Article:
====================
The facts you need to know about renting a house or apartment in Rome: finding accommodation, the contract, the deposit, the lease and the obligations of the landlord and tenant.
The most significant factor affecting rents is the location (region, city and the particular neighbourhood). Until recently, Italy had a fair rent (equo canone) law that limited rents to those set by the local authorities rather than market levels. This resulted in a shortage of rental properties in some areas and owners are now permitted to set market level rents, which has encouraged more owners to let their properties.
Most rents are negotiable, and if renting through an agent the agent may be able to suggest to the renter how much is a reasonable offer. Rental payments are tax deductible for residents.
If a property is rented through an agent, the tenant must pay the agent’s fee, typically around ten percent of a year’s rent, or one months rental. Provided rent isn’t paid in advance at any more than two monthly intervals, the landlord can ask for a deposit equal to one to three months rent. The deposit must be returned within two months of the termination of the lease, less the amount due to the landlord in damages, redecoration. Although it’s illegal, many tenants don’t pay their last few months rent and forfeit their deposit. Rent is normally paid one month in advance and a tenant cannot be required to pay by direct bank deposit.
In addition to rent, tenants in an apartment must have compulsory insurance and pay service charges.
There will also be a set of house rules and regulations (regolamento), of which tenants should obtain a copy. Service charges (spese) usually include such things as heating, hot water, rubbish removal, upkeep of grounds and gardens, use of lift, communal lighting and maintenance, and possibly a caretaker service.
Tenants usually pay other utilities such as gas, electricity and water separately. Always check whether rent is inclusive or exclusive of charges, which is usually stated in advertisements. Service charges are calculated monthly (payable with the rent) and are usually higher in a new building than an old one. They can vary considerably from as little as €20 to €200 per month. Ask to see a copy of the bills from the previous year.
On signing a lease, a new tenant should also ask to see the bills for the telephone and utilities (electricity, gas and water) and check that the previous tenant has paid the bills up to date otherwise the incoming person could be liable for any debts.
If an apartment, house or villa is selected for rental through an estate agent, the future tenant can sign a rental offer (proposta di locazione) with the agent. This is legally considered a pre-contract.
The written offer will state the following:
- Names and addresses of both tenant and landlord
- Property address
- Brief description of the size of the property
- Rental amount offered
- Required date of availability
- Requirements related to the property regarding repairs or requests for furnishings
- Duration of validity of the offer (usually 2 to 8 days)
The offer is accompanied by an agreed deposit.
====================
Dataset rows
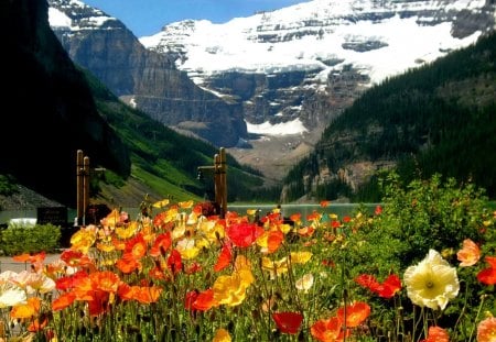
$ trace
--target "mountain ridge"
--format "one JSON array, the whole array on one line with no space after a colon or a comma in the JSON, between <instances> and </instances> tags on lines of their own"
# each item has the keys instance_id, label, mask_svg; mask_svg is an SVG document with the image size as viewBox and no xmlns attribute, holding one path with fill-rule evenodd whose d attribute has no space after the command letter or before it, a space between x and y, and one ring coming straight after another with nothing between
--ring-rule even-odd
<instances>
[{"instance_id":1,"label":"mountain ridge","mask_svg":"<svg viewBox=\"0 0 496 342\"><path fill-rule=\"evenodd\" d=\"M494 15L495 4L490 1L320 0L225 24L206 21L172 23L162 32L139 41L148 49L165 56L179 70L187 73L205 93L233 108L236 122L244 121L247 128L230 130L236 124L228 125L222 134L228 133L230 143L223 146L228 147L238 161L257 162L252 166L278 183L289 165L309 151L306 146L316 143L332 120L371 82L391 75L384 70L396 65L396 74L466 46L483 32L494 30ZM71 25L65 30L71 30ZM403 32L403 35L391 35L395 32ZM79 38L89 46L88 51L93 51L90 36L80 35ZM108 56L114 55L110 49L104 51ZM76 54L72 57L83 65L89 64L78 60ZM235 57L244 65L235 65ZM291 64L284 65L290 57ZM398 67L399 62L401 66ZM371 63L377 63L382 71L370 71L367 65ZM213 67L217 67L216 73L209 71ZM174 119L176 103L164 107L162 95L154 90L162 86L157 87L153 82L141 86L141 95L126 95L126 101L152 117L160 117L168 125L184 132L202 130L212 123L208 118L213 112L201 107L195 107L194 123L188 119ZM148 91L153 97L147 96ZM226 122L229 120L223 117L215 125L223 130ZM303 129L301 134L287 136L260 133L262 125L281 123ZM241 131L242 134L236 133ZM277 150L284 144L288 150ZM265 157L268 150L288 158L289 164L274 167L271 157ZM294 151L302 151L302 154L295 155Z\"/></svg>"}]
</instances>

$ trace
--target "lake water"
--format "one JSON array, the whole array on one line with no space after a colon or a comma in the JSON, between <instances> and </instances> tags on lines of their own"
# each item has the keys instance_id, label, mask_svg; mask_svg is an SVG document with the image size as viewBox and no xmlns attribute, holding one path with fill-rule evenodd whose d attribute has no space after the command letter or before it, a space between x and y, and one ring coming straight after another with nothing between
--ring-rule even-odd
<instances>
[{"instance_id":1,"label":"lake water","mask_svg":"<svg viewBox=\"0 0 496 342\"><path fill-rule=\"evenodd\" d=\"M377 203L366 203L365 207L369 210L370 214L374 213L374 209ZM239 214L246 214L248 209L260 209L261 214L266 214L274 209L277 205L230 205L227 206L227 210L236 211ZM327 207L321 207L320 205L282 205L281 210L284 217L290 217L293 213L301 213L302 218L306 218L308 214L312 213L314 210L323 213L330 214L335 213L339 218L346 214L353 214L353 212L358 208L357 203L331 203ZM138 208L123 208L131 219L136 219L138 214ZM67 223L74 222L76 217L76 210L67 210ZM36 218L36 210L7 210L0 211L0 224L6 224L10 219L18 218Z\"/></svg>"}]
</instances>

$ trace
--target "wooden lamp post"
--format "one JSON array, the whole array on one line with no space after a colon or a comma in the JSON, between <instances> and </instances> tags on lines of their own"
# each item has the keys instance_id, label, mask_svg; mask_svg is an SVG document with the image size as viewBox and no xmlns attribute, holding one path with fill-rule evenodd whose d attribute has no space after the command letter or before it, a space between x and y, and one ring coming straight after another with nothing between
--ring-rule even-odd
<instances>
[{"instance_id":1,"label":"wooden lamp post","mask_svg":"<svg viewBox=\"0 0 496 342\"><path fill-rule=\"evenodd\" d=\"M220 147L219 153L214 155L213 166L198 166L198 178L205 172L214 174L215 203L220 209L220 218L224 219L227 212L227 162L224 147Z\"/></svg>"},{"instance_id":2,"label":"wooden lamp post","mask_svg":"<svg viewBox=\"0 0 496 342\"><path fill-rule=\"evenodd\" d=\"M76 157L77 177L77 225L85 225L86 208L89 205L89 157L83 155L82 150L77 150Z\"/></svg>"}]
</instances>

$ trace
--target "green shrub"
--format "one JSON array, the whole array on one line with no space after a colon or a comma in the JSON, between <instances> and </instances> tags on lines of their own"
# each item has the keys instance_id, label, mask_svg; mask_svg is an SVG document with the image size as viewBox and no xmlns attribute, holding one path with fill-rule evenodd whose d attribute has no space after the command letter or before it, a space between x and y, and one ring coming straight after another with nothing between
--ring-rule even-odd
<instances>
[{"instance_id":1,"label":"green shrub","mask_svg":"<svg viewBox=\"0 0 496 342\"><path fill-rule=\"evenodd\" d=\"M1 253L18 255L55 252L60 247L61 235L61 228L53 224L10 224L0 235Z\"/></svg>"}]
</instances>

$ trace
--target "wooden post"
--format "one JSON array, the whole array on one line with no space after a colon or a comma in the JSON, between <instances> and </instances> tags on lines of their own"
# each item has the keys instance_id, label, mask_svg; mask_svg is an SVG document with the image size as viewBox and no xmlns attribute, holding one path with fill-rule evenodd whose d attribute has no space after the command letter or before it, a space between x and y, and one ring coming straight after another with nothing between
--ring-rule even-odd
<instances>
[{"instance_id":1,"label":"wooden post","mask_svg":"<svg viewBox=\"0 0 496 342\"><path fill-rule=\"evenodd\" d=\"M219 153L214 155L213 166L198 166L198 176L203 172L214 173L215 203L218 206L220 218L225 218L227 212L227 163L226 150L220 147Z\"/></svg>"},{"instance_id":2,"label":"wooden post","mask_svg":"<svg viewBox=\"0 0 496 342\"><path fill-rule=\"evenodd\" d=\"M76 209L77 209L77 217L76 217L76 223L77 225L83 224L83 206L84 206L84 156L83 151L77 150L77 157L76 157L76 180L77 180L77 192L76 192Z\"/></svg>"},{"instance_id":3,"label":"wooden post","mask_svg":"<svg viewBox=\"0 0 496 342\"><path fill-rule=\"evenodd\" d=\"M89 157L85 157L84 167L83 225L86 225L86 210L89 206Z\"/></svg>"},{"instance_id":4,"label":"wooden post","mask_svg":"<svg viewBox=\"0 0 496 342\"><path fill-rule=\"evenodd\" d=\"M226 150L220 147L220 218L225 218L227 212L227 161L226 161Z\"/></svg>"}]
</instances>

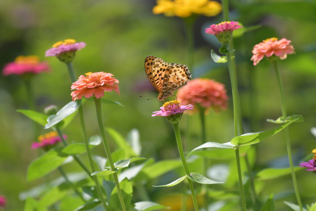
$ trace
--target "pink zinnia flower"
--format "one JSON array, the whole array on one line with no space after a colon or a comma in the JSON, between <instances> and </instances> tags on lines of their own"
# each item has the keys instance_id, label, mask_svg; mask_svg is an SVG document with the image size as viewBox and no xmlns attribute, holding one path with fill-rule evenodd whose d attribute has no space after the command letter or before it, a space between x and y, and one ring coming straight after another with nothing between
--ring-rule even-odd
<instances>
[{"instance_id":1,"label":"pink zinnia flower","mask_svg":"<svg viewBox=\"0 0 316 211\"><path fill-rule=\"evenodd\" d=\"M36 56L20 56L13 62L7 64L3 69L3 75L38 74L49 70L49 66L45 62L40 62Z\"/></svg>"},{"instance_id":2,"label":"pink zinnia flower","mask_svg":"<svg viewBox=\"0 0 316 211\"><path fill-rule=\"evenodd\" d=\"M234 30L241 28L238 25L238 22L235 21L224 21L218 24L213 24L205 30L205 32L210 34L216 35L220 32L229 31L232 32Z\"/></svg>"},{"instance_id":3,"label":"pink zinnia flower","mask_svg":"<svg viewBox=\"0 0 316 211\"><path fill-rule=\"evenodd\" d=\"M113 75L111 73L90 72L85 75L86 76L81 75L79 79L72 84L71 89L75 90L71 94L73 101L80 100L83 96L89 98L94 95L99 98L103 96L105 91L114 90L119 94L118 80L112 77Z\"/></svg>"},{"instance_id":4,"label":"pink zinnia flower","mask_svg":"<svg viewBox=\"0 0 316 211\"><path fill-rule=\"evenodd\" d=\"M65 135L63 135L64 138L66 139L67 136ZM37 138L38 142L32 143L32 149L37 148L46 148L46 149L53 147L58 142L61 141L61 139L58 135L57 132L52 131L41 135Z\"/></svg>"},{"instance_id":5,"label":"pink zinnia flower","mask_svg":"<svg viewBox=\"0 0 316 211\"><path fill-rule=\"evenodd\" d=\"M183 104L195 106L198 104L207 109L212 108L219 111L227 108L228 96L226 93L225 85L222 84L213 80L196 78L179 89L177 98Z\"/></svg>"},{"instance_id":6,"label":"pink zinnia flower","mask_svg":"<svg viewBox=\"0 0 316 211\"><path fill-rule=\"evenodd\" d=\"M286 59L288 54L295 53L293 46L290 45L290 40L285 38L280 40L276 37L267 39L253 47L252 52L253 55L251 60L253 61L253 65L255 66L265 56L268 58L275 55L281 59Z\"/></svg>"},{"instance_id":7,"label":"pink zinnia flower","mask_svg":"<svg viewBox=\"0 0 316 211\"><path fill-rule=\"evenodd\" d=\"M7 203L7 200L5 197L3 195L0 195L0 208L4 207Z\"/></svg>"}]
</instances>

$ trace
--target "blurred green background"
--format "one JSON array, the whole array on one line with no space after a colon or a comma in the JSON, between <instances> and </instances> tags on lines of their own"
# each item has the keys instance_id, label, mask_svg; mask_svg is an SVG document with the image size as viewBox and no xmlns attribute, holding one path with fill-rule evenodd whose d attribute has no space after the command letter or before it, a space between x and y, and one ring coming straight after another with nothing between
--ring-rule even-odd
<instances>
[{"instance_id":1,"label":"blurred green background","mask_svg":"<svg viewBox=\"0 0 316 211\"><path fill-rule=\"evenodd\" d=\"M262 25L235 39L246 132L275 127L276 125L266 119L281 115L280 96L272 67L264 59L253 66L250 61L252 47L263 40L276 37L291 40L295 49L295 54L289 55L280 65L288 113L302 115L305 119L290 127L294 162L297 165L316 148L316 138L310 132L311 128L316 126L316 1L230 1L232 20L247 27ZM107 93L104 97L125 106L102 105L106 127L115 128L125 136L132 128L138 129L143 157L156 160L177 158L172 125L162 118L151 116L161 102L155 98L147 100L149 97L139 97L158 95L145 74L143 62L147 56L152 55L170 63L187 63L182 20L153 14L155 4L155 0L0 1L0 66L3 68L21 55L36 55L47 61L51 71L36 76L32 83L37 110L42 112L51 104L60 109L71 100L70 79L66 65L55 58L45 58L45 51L65 39L86 42L86 47L77 52L73 62L77 76L104 71L112 73L120 81L120 95ZM215 37L206 35L204 31L210 25L222 21L221 13L197 19L194 28L194 65L189 67L193 78L214 79L226 86L229 96L228 109L219 113L211 111L207 119L208 141L220 143L230 141L233 136L230 82L226 64L215 63L210 58L211 49L218 52L219 44ZM15 111L27 109L25 91L18 77L0 76L0 195L7 198L5 210L22 210L24 202L19 199L19 193L43 182L40 179L29 183L26 180L28 165L38 155L31 148L31 142L35 140L31 121ZM93 103L87 102L84 110L89 135L98 134ZM185 144L187 118L184 116L180 126L185 150L188 151L192 149ZM192 147L196 146L199 143L199 121L197 115L190 119ZM77 116L64 130L70 140L82 141L79 121ZM43 133L48 132L41 129ZM288 166L282 133L257 145L255 173L267 167ZM113 145L111 147L114 150ZM101 146L94 152L105 156ZM88 163L86 156L81 157ZM214 160L211 163L226 164L224 166L228 168L232 161L234 160ZM67 171L80 170L76 164L66 166ZM58 175L53 172L50 177L52 179ZM298 171L297 176L303 203L314 202L316 176L304 170ZM181 187L159 189L151 186L176 178L167 174L149 181L146 187L151 199L159 202L161 195L180 192ZM274 193L276 210L289 210L283 202L295 202L290 176L264 183L260 192L261 198ZM237 189L235 181L233 183L232 187ZM137 197L137 193L134 195ZM237 203L237 210L239 205Z\"/></svg>"}]
</instances>

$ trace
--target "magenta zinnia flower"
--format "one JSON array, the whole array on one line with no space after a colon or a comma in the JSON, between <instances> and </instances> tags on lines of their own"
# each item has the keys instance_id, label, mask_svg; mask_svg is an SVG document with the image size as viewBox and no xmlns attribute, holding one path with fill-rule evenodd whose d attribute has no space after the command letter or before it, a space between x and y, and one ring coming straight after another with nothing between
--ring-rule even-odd
<instances>
[{"instance_id":1,"label":"magenta zinnia flower","mask_svg":"<svg viewBox=\"0 0 316 211\"><path fill-rule=\"evenodd\" d=\"M67 136L63 135L64 138L66 139ZM58 142L61 141L61 139L55 131L41 135L38 138L38 142L32 143L32 148L44 148L46 150L49 149L53 147Z\"/></svg>"},{"instance_id":2,"label":"magenta zinnia flower","mask_svg":"<svg viewBox=\"0 0 316 211\"><path fill-rule=\"evenodd\" d=\"M49 66L45 62L40 62L36 56L20 56L14 61L7 64L3 69L3 75L38 74L49 71Z\"/></svg>"},{"instance_id":3,"label":"magenta zinnia flower","mask_svg":"<svg viewBox=\"0 0 316 211\"><path fill-rule=\"evenodd\" d=\"M280 59L285 59L288 54L295 53L294 47L290 45L291 42L285 38L278 40L276 37L264 40L253 47L252 51L253 55L251 60L253 61L255 66L265 56L269 58L274 55Z\"/></svg>"}]
</instances>

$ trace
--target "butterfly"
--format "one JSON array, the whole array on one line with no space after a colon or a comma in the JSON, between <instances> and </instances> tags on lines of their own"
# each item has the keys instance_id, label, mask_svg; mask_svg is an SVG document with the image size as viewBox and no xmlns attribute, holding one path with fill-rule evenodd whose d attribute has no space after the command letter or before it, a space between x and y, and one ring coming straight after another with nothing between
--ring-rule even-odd
<instances>
[{"instance_id":1,"label":"butterfly","mask_svg":"<svg viewBox=\"0 0 316 211\"><path fill-rule=\"evenodd\" d=\"M153 56L145 59L145 70L151 85L159 92L158 100L161 101L172 95L191 78L187 66L168 63Z\"/></svg>"}]
</instances>

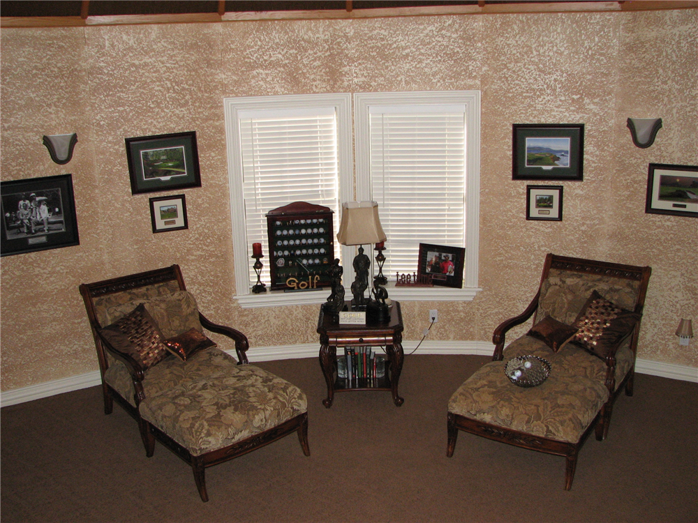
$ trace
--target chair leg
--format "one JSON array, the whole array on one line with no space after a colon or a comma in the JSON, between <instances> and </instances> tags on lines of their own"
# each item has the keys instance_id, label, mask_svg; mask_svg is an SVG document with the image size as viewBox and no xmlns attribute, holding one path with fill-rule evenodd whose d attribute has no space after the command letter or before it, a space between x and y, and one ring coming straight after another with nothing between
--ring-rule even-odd
<instances>
[{"instance_id":1,"label":"chair leg","mask_svg":"<svg viewBox=\"0 0 698 523\"><path fill-rule=\"evenodd\" d=\"M145 455L151 457L155 453L155 436L150 430L150 423L141 418L138 420L138 428L140 430L140 438L145 446Z\"/></svg>"},{"instance_id":2,"label":"chair leg","mask_svg":"<svg viewBox=\"0 0 698 523\"><path fill-rule=\"evenodd\" d=\"M194 471L194 481L199 491L201 501L205 503L209 501L209 494L206 492L206 467L204 461L198 456L192 456L191 469Z\"/></svg>"},{"instance_id":3,"label":"chair leg","mask_svg":"<svg viewBox=\"0 0 698 523\"><path fill-rule=\"evenodd\" d=\"M458 428L456 427L456 423L454 421L453 416L450 413L448 414L448 420L447 421L446 427L448 431L446 457L451 457L453 455L453 451L456 449L456 441L458 439Z\"/></svg>"},{"instance_id":4,"label":"chair leg","mask_svg":"<svg viewBox=\"0 0 698 523\"><path fill-rule=\"evenodd\" d=\"M301 426L298 427L298 441L301 442L301 448L303 449L303 453L306 455L310 455L310 446L308 444L308 416L305 417L303 420L303 423Z\"/></svg>"},{"instance_id":5,"label":"chair leg","mask_svg":"<svg viewBox=\"0 0 698 523\"><path fill-rule=\"evenodd\" d=\"M565 457L566 464L565 467L565 490L572 488L572 482L574 479L574 471L577 469L577 450L572 455Z\"/></svg>"}]
</instances>

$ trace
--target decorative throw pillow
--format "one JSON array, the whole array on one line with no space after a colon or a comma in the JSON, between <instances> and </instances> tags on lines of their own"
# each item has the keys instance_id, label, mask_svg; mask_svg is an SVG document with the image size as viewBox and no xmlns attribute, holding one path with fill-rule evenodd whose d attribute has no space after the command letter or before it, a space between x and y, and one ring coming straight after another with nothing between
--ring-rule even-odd
<instances>
[{"instance_id":1,"label":"decorative throw pillow","mask_svg":"<svg viewBox=\"0 0 698 523\"><path fill-rule=\"evenodd\" d=\"M605 359L639 319L639 314L621 309L593 291L572 324L579 329L572 342Z\"/></svg>"},{"instance_id":2,"label":"decorative throw pillow","mask_svg":"<svg viewBox=\"0 0 698 523\"><path fill-rule=\"evenodd\" d=\"M195 328L190 328L186 333L166 340L165 346L182 361L186 361L197 352L215 347L216 343Z\"/></svg>"},{"instance_id":3,"label":"decorative throw pillow","mask_svg":"<svg viewBox=\"0 0 698 523\"><path fill-rule=\"evenodd\" d=\"M169 354L158 324L142 303L100 332L114 349L133 358L143 370Z\"/></svg>"},{"instance_id":4,"label":"decorative throw pillow","mask_svg":"<svg viewBox=\"0 0 698 523\"><path fill-rule=\"evenodd\" d=\"M535 338L557 352L572 340L578 329L558 321L552 316L546 316L526 333L526 335Z\"/></svg>"}]
</instances>

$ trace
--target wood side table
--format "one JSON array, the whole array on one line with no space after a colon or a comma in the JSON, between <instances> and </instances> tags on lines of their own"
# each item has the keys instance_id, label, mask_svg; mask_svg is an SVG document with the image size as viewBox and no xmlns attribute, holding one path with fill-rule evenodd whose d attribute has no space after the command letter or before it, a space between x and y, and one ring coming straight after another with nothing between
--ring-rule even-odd
<instances>
[{"instance_id":1,"label":"wood side table","mask_svg":"<svg viewBox=\"0 0 698 523\"><path fill-rule=\"evenodd\" d=\"M350 310L351 304L347 303ZM318 320L320 365L327 383L327 397L322 400L322 404L327 409L332 406L335 391L389 391L395 404L397 407L402 405L405 400L397 393L405 358L402 331L402 312L397 301L392 302L390 320L385 324L374 324L367 320L365 325L340 325L337 316L325 314L320 308ZM357 380L340 378L337 373L337 347L351 346L385 347L387 355L385 377L378 379Z\"/></svg>"}]
</instances>

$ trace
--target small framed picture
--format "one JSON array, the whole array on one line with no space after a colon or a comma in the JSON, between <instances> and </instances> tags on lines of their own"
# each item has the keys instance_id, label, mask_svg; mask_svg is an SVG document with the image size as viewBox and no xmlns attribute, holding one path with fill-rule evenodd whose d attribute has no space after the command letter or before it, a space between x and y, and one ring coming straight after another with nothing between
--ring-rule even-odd
<instances>
[{"instance_id":1,"label":"small framed picture","mask_svg":"<svg viewBox=\"0 0 698 523\"><path fill-rule=\"evenodd\" d=\"M526 219L563 220L562 185L526 185Z\"/></svg>"},{"instance_id":2,"label":"small framed picture","mask_svg":"<svg viewBox=\"0 0 698 523\"><path fill-rule=\"evenodd\" d=\"M0 182L0 256L80 245L73 175Z\"/></svg>"},{"instance_id":3,"label":"small framed picture","mask_svg":"<svg viewBox=\"0 0 698 523\"><path fill-rule=\"evenodd\" d=\"M188 229L184 195L151 198L150 220L153 223L153 232Z\"/></svg>"},{"instance_id":4,"label":"small framed picture","mask_svg":"<svg viewBox=\"0 0 698 523\"><path fill-rule=\"evenodd\" d=\"M698 166L651 163L645 212L698 218Z\"/></svg>"},{"instance_id":5,"label":"small framed picture","mask_svg":"<svg viewBox=\"0 0 698 523\"><path fill-rule=\"evenodd\" d=\"M462 247L419 243L419 264L417 279L429 275L434 285L463 287L463 267L466 250Z\"/></svg>"},{"instance_id":6,"label":"small framed picture","mask_svg":"<svg viewBox=\"0 0 698 523\"><path fill-rule=\"evenodd\" d=\"M512 128L512 180L583 179L584 123L514 123Z\"/></svg>"},{"instance_id":7,"label":"small framed picture","mask_svg":"<svg viewBox=\"0 0 698 523\"><path fill-rule=\"evenodd\" d=\"M201 187L196 132L126 138L131 194Z\"/></svg>"}]
</instances>

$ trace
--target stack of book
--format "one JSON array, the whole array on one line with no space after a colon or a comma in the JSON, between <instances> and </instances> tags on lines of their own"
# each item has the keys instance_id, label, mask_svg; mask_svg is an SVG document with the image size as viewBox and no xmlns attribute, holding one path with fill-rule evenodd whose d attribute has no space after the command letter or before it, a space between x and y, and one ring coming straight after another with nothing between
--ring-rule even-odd
<instances>
[{"instance_id":1,"label":"stack of book","mask_svg":"<svg viewBox=\"0 0 698 523\"><path fill-rule=\"evenodd\" d=\"M341 358L342 356L339 356ZM385 376L385 358L381 354L376 354L370 347L347 347L344 348L346 361L346 377L349 386L357 386L359 384L366 386L375 386L378 378ZM340 365L339 367L344 367Z\"/></svg>"}]
</instances>

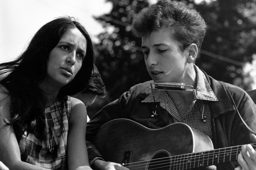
====================
What to do:
1. Using the guide on renting in Rome, answer these:
(a) What fee does a tenant typically pay an agent?
(b) Within what period must the landlord return the deposit?
(c) How long does a rental offer usually remain valid?
2. Carry on writing the guide on renting in Rome from the point where it stops.
None of the records are needed for this work.

Expected outputs:
1.
(a) Around ten percent of a year's rent, or one month's rental.
(b) Within two months of the termination of the lease.
(c) Usually 2 to 8 days.

2.
The offer is submitted for approval by the landlord. If the offer is accepted, the tenant and landlord proceed to the actual contract and the money advanced is returned. If the offer is not accepted, the money is returned. If the offer is accepted and the person chooses not to rent the property, then they will likely forfeit the money.
New rental regulations were introduced in 1999, since when there have been two kinds of rental contract:
- A free market contract: contratto a libero mercato
- A convention contract: contratto convenzionati (contains pre-determined conditions)
A convention contract is a three-year contract with a two-year renewal option, although the initial period can be increased to five years with no renewal option.
These new contracts replace the old rent control equo canone and long term patti in deroga contracts, although these contracts remain valid until their expiry date, when they’re replaced by one of the new contracts.
Luxury apartments (di lusso), public housing and tourist apartments are exempt from free market contracts.
If applicable, a “tenants and owners” association must usually approve contracts for apartments. A contract should be registered with the local ufficio del registro to be valid. Registration fees are 2 percent of annual rent plus government stamps (bolli). Furnished properties registrations fees are around 3 percent of annual rent. These fees are normally divided between the landlord and the tenant.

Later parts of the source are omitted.